▶ Input:

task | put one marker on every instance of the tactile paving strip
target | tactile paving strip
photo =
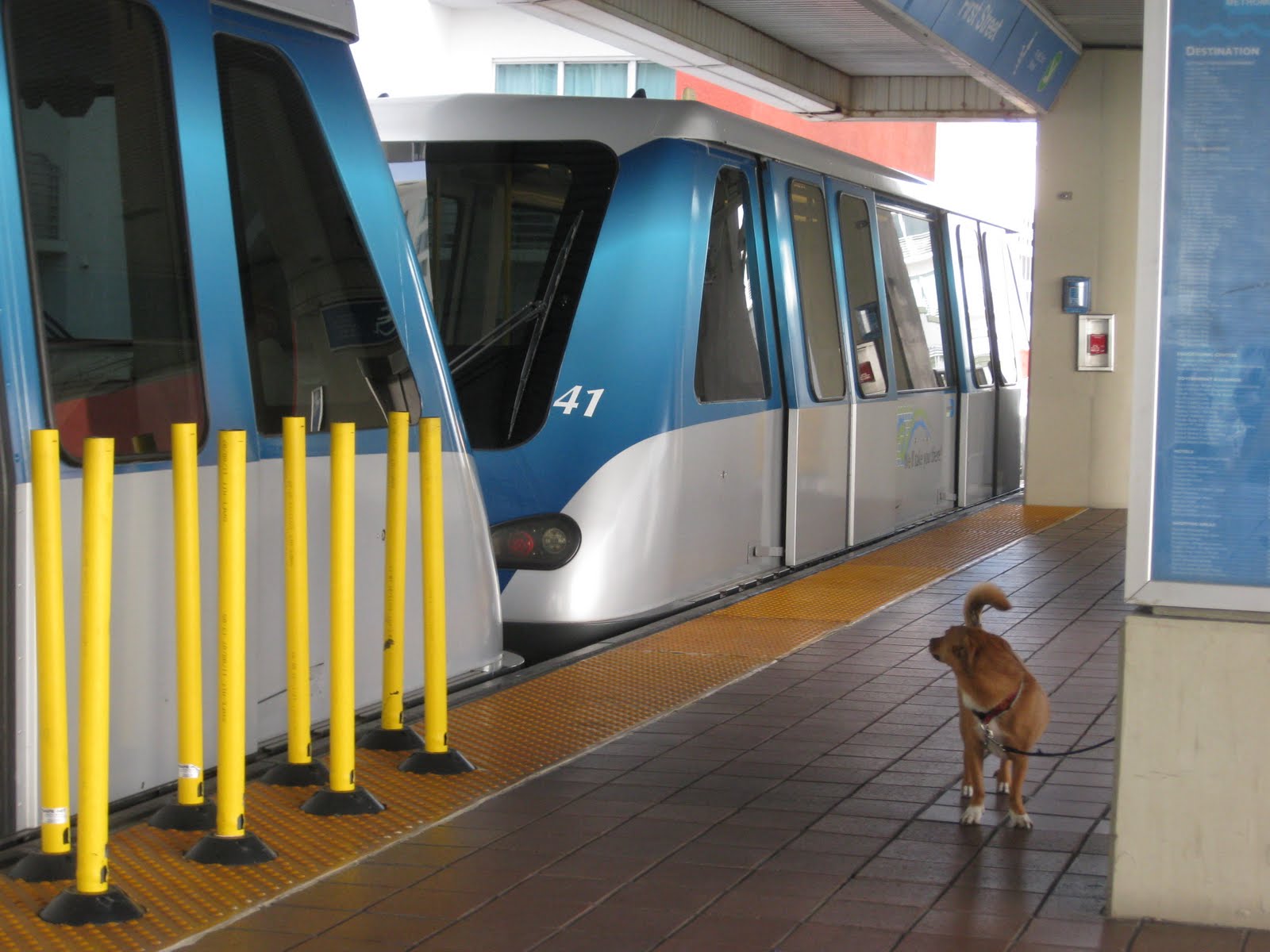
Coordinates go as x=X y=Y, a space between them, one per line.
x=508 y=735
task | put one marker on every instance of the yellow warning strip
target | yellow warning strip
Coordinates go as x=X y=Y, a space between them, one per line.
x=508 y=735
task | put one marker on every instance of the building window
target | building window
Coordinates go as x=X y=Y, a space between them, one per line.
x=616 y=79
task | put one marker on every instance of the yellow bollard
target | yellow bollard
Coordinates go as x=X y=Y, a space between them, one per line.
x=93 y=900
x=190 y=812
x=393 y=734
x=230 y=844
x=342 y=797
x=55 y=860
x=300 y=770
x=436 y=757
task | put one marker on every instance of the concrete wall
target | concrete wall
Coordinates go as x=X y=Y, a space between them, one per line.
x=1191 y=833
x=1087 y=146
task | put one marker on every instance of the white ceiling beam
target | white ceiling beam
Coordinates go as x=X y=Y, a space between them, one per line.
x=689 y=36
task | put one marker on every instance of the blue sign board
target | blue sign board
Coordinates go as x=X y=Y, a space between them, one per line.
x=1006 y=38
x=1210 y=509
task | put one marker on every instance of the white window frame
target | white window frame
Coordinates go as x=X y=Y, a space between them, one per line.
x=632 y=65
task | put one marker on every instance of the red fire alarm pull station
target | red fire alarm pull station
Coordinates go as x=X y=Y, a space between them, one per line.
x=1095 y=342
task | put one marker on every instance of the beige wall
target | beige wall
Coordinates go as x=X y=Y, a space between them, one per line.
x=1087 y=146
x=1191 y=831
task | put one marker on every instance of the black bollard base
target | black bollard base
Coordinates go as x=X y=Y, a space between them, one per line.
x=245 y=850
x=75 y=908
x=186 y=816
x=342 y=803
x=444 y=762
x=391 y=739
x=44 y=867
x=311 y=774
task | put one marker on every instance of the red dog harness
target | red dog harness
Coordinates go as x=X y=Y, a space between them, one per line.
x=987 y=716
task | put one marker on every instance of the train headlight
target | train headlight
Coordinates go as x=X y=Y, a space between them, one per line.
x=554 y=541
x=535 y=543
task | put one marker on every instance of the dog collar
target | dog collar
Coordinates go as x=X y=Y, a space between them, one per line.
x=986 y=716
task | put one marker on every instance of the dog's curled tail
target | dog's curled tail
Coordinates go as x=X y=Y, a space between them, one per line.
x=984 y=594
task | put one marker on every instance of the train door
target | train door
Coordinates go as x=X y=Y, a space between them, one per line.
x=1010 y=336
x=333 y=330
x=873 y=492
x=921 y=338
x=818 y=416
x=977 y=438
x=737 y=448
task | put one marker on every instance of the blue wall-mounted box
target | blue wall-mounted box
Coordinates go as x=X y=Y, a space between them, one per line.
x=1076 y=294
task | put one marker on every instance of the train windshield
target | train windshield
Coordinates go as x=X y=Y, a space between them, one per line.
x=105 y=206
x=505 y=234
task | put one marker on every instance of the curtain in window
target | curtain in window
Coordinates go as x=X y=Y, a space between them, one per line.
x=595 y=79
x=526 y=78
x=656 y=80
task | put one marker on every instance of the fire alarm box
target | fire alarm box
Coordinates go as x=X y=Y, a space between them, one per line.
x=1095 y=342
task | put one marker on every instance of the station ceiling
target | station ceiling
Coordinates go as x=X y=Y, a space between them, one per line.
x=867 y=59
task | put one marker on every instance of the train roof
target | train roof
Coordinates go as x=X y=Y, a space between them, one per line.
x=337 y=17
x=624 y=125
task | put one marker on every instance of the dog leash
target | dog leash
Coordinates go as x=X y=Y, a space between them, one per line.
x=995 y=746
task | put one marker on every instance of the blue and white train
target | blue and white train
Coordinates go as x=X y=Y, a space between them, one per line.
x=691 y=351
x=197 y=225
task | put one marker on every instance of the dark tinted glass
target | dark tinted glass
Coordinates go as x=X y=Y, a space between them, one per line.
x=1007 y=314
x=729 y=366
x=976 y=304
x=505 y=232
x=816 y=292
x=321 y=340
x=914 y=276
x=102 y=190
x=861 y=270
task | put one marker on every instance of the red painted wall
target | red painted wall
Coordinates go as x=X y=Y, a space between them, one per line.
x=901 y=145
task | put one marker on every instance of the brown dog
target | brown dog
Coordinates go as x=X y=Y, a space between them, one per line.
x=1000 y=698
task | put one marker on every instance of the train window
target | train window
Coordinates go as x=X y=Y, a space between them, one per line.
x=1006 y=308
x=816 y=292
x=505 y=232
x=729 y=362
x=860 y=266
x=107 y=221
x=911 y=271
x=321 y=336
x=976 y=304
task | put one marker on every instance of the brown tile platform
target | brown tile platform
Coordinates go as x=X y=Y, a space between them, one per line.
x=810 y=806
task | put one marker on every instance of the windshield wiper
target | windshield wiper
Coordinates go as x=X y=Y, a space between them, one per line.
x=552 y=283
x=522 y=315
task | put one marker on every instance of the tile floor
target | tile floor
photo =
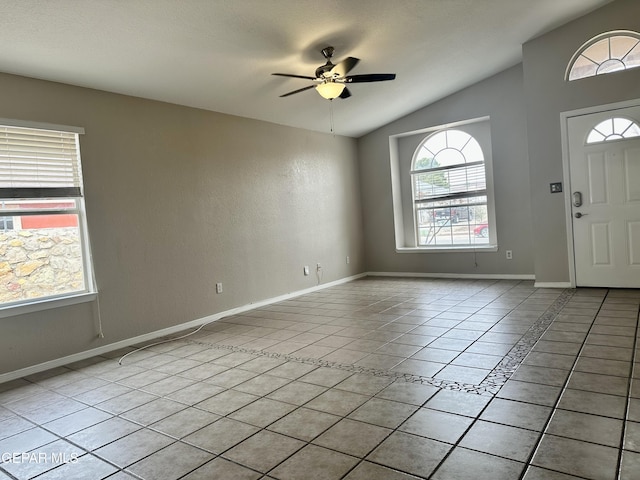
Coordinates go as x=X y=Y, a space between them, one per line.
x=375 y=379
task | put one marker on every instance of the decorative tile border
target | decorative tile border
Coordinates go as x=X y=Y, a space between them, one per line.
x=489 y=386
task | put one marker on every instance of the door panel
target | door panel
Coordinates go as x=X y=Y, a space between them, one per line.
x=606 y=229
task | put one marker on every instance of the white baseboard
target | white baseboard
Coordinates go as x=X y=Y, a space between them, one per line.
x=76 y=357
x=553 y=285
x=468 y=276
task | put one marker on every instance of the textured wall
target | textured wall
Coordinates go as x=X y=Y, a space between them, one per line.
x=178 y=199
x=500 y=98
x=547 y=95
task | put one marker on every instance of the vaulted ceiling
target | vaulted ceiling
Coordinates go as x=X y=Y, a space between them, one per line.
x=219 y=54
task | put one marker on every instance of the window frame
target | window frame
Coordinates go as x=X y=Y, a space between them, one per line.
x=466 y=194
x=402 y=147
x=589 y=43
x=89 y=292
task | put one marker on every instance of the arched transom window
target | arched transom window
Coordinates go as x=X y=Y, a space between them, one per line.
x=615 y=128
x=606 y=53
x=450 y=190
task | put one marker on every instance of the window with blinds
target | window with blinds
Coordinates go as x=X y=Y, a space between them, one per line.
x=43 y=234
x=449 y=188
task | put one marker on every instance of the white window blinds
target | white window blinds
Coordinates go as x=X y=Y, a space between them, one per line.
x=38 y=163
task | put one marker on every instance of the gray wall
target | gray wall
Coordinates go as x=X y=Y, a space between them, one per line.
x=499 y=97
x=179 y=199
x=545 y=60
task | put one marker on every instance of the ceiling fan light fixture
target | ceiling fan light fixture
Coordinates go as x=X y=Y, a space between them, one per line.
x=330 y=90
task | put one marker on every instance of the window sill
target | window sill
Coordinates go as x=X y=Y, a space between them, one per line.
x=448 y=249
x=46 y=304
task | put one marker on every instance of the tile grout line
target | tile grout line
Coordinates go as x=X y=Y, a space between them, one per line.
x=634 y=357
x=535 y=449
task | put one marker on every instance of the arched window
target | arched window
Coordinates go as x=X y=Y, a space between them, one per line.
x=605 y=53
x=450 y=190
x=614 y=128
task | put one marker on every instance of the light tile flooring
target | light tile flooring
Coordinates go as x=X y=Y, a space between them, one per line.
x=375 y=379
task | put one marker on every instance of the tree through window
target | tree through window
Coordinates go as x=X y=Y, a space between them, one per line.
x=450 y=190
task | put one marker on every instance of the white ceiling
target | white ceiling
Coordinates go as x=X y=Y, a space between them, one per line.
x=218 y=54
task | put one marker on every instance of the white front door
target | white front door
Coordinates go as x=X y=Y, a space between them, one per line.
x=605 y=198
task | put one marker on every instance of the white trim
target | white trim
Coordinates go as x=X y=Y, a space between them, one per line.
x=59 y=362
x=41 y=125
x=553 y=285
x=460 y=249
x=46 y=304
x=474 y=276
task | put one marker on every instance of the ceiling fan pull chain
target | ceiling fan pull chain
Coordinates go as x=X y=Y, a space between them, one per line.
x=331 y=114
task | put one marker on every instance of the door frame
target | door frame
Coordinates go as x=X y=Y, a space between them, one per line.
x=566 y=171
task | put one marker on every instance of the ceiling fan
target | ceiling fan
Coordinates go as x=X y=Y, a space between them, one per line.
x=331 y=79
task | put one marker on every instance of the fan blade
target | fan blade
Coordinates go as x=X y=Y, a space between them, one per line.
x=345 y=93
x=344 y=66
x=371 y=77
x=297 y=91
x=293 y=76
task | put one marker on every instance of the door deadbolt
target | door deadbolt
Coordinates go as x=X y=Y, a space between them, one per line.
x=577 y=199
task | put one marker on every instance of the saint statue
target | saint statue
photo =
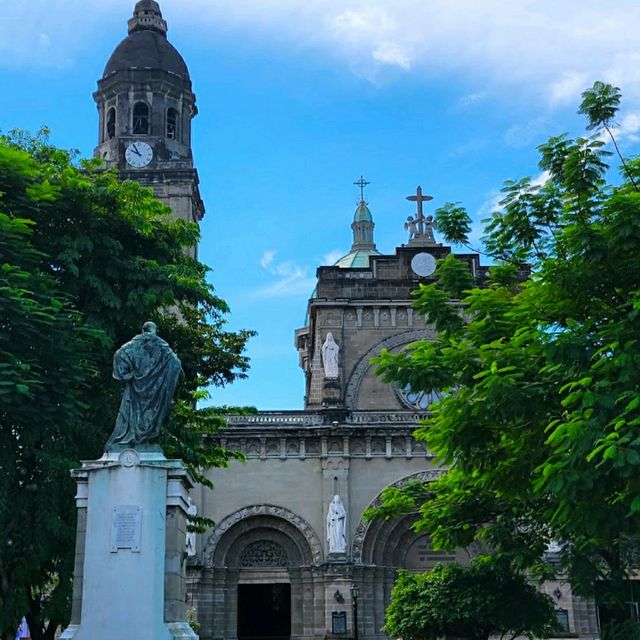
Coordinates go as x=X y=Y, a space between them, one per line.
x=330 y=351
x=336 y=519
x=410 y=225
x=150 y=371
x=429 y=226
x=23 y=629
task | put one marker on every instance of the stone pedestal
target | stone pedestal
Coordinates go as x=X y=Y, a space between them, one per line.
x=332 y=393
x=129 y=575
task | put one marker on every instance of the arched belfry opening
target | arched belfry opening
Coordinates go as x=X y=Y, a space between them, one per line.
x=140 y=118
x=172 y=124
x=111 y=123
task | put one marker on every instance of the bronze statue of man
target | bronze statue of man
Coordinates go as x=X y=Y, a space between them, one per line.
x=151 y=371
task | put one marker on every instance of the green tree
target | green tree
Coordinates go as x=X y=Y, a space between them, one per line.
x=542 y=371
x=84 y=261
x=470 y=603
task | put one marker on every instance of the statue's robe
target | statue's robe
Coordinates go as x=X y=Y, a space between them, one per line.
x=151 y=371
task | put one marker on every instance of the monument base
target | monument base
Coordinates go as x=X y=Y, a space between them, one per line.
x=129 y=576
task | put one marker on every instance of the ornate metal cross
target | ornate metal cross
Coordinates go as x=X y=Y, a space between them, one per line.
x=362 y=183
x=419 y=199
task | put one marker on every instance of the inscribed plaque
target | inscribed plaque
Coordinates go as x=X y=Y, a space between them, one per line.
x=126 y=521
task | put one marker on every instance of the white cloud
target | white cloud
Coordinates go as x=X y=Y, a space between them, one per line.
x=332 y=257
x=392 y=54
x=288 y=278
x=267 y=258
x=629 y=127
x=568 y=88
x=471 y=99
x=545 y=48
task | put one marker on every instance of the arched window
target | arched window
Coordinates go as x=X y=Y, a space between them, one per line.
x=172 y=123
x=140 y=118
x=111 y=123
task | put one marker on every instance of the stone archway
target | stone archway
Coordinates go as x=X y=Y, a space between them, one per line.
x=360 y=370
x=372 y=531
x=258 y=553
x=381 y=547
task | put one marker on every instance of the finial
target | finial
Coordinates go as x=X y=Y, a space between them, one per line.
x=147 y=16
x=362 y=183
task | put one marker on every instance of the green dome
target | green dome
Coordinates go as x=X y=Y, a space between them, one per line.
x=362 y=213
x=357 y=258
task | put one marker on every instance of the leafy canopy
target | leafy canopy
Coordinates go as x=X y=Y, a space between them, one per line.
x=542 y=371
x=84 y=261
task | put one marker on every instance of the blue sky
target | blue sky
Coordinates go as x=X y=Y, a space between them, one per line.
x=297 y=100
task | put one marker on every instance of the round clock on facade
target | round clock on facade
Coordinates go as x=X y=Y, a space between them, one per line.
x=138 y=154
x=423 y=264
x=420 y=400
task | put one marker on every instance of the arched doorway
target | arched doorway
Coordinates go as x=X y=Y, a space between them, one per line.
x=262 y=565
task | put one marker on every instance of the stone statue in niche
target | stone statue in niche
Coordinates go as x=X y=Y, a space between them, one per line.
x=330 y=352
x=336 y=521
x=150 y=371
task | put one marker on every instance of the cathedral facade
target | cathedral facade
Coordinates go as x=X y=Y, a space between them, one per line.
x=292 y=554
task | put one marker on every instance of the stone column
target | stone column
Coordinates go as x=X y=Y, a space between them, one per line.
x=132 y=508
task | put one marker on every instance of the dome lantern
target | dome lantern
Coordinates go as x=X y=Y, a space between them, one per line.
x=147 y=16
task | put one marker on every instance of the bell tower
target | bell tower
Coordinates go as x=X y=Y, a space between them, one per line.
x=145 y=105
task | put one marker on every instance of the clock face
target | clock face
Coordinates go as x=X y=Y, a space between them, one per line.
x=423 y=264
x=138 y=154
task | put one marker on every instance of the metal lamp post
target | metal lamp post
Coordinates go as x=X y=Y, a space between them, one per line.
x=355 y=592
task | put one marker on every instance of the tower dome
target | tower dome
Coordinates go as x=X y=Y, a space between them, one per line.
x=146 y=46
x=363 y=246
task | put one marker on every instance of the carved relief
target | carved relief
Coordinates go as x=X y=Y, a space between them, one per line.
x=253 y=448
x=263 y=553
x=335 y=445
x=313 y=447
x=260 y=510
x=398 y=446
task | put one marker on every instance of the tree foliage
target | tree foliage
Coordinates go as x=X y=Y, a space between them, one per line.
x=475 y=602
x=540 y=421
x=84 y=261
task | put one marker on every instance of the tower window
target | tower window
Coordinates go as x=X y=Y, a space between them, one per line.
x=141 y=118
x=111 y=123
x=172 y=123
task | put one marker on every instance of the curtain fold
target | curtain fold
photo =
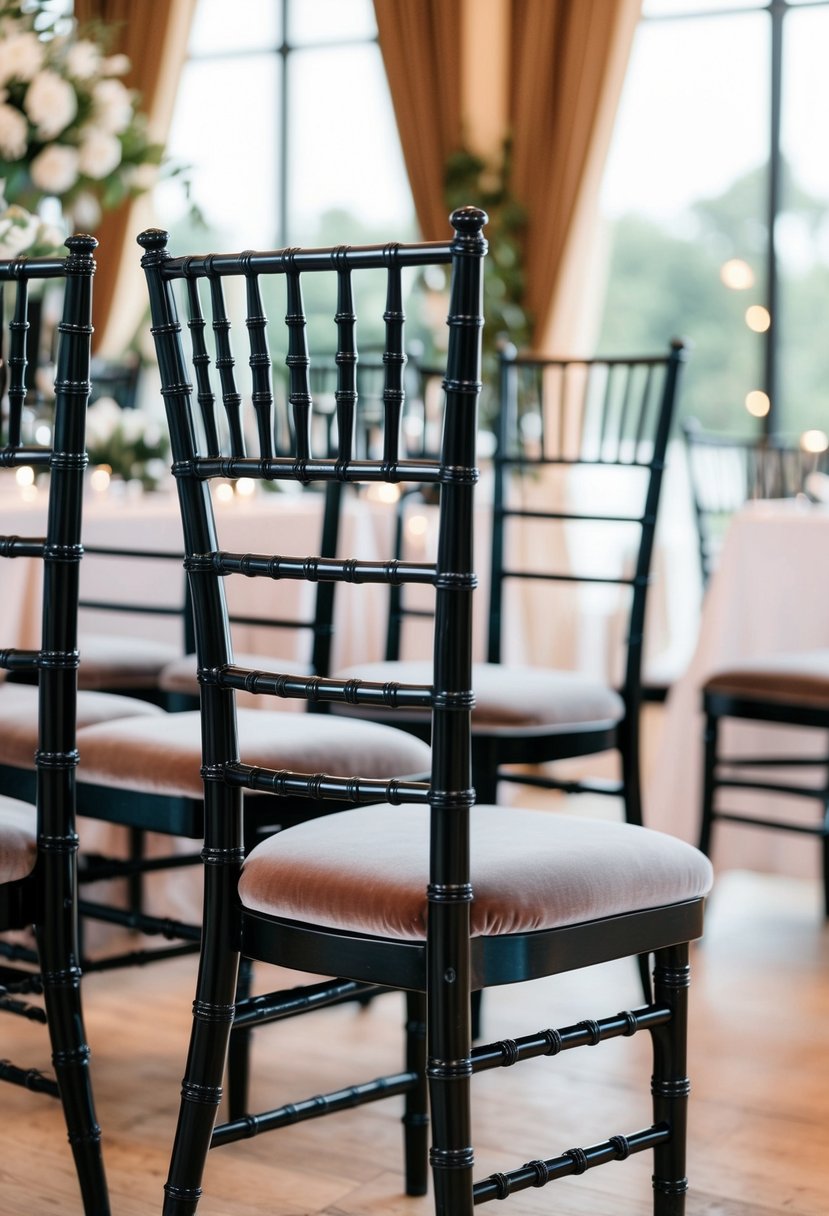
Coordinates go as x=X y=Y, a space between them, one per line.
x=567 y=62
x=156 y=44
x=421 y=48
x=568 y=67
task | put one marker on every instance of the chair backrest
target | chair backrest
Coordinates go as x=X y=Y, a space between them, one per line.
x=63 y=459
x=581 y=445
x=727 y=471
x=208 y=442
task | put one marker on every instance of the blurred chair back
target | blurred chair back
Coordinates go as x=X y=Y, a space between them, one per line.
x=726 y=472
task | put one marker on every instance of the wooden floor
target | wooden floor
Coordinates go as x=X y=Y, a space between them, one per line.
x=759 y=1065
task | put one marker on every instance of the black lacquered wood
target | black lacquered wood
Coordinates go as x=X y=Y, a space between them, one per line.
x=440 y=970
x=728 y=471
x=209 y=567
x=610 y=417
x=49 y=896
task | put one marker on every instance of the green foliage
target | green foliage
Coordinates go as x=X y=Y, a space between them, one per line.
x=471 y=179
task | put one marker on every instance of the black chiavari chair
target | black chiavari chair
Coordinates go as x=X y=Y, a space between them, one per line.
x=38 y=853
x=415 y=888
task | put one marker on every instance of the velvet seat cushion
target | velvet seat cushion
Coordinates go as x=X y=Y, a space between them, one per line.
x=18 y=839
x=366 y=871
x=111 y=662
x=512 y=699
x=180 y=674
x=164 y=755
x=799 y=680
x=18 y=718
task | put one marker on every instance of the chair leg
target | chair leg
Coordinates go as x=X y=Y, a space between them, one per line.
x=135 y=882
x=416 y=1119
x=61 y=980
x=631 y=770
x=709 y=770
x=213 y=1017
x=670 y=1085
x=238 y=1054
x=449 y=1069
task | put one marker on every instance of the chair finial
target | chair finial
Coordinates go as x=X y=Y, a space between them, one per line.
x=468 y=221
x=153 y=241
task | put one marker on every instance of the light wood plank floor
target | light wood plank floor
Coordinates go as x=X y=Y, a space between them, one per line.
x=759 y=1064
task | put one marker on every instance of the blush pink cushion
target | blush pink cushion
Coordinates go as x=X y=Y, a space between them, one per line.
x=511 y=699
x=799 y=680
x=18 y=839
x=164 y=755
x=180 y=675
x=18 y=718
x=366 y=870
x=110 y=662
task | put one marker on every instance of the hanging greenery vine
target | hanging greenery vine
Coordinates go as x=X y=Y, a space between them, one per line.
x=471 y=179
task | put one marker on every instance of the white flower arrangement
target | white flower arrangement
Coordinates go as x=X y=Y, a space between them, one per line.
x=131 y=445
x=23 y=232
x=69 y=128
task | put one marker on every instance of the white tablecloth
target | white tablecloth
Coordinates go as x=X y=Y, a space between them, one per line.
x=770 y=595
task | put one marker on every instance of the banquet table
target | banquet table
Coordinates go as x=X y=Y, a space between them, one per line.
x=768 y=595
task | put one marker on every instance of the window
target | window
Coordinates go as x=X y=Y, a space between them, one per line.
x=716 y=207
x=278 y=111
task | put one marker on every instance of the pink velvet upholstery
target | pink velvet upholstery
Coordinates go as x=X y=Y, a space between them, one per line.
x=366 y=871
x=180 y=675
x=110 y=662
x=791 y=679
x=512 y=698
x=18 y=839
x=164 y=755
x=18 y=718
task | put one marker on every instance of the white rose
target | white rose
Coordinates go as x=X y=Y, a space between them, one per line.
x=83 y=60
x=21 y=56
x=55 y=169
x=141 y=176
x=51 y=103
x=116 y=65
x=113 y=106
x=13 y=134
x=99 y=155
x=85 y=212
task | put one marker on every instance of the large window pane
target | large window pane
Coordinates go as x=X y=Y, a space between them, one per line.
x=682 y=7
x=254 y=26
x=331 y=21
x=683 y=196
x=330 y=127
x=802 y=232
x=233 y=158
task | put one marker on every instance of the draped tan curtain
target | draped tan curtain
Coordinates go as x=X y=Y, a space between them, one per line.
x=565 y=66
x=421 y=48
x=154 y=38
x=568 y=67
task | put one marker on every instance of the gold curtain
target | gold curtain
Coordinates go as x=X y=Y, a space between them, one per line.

▶ The task:
Rewrite the lines from the one with "the stone statue in niche" to the one with "x=363 y=246", replacing "marker" with "point" and leaving everything else the same.

▶ Reply to the exercise:
task | put one point on every instance of the stone statue in niche
target | stone statue in niche
Coordinates go as x=X y=Y, a space between them, one per line.
x=330 y=352
x=336 y=521
x=150 y=371
task | put one point on every instance of the cathedral facade
target | cathedral facade
Coordinates go as x=X y=Y, a space between them, one per line.
x=292 y=554
task | put one point on every instance of the stone column
target | stone column
Coordinates go as x=X y=Y, a space between them, one per line.
x=132 y=508
task | put one point on every instance of the dome lantern
target | dome lantern
Coordinates go as x=X y=Y, a space between them, one per line.
x=147 y=16
task | put one point on every instance of the bell tower
target | bell tower
Coordinates go as x=X y=Y, a space between them, one per line.
x=145 y=105
task | put one point on every instance of the clock face
target | clock face
Coordinates go as x=X y=Y, a space between them, one per line.
x=423 y=264
x=138 y=154
task | put one point on every instance of the metal lamp post
target | metal lamp post
Coordinates go as x=X y=Y, a space between them, one per line.
x=355 y=592
task | put one point on every instance of the tower dome
target | tower dome
Coordinates go as x=X y=Y, a space between them, one per line.
x=146 y=46
x=363 y=246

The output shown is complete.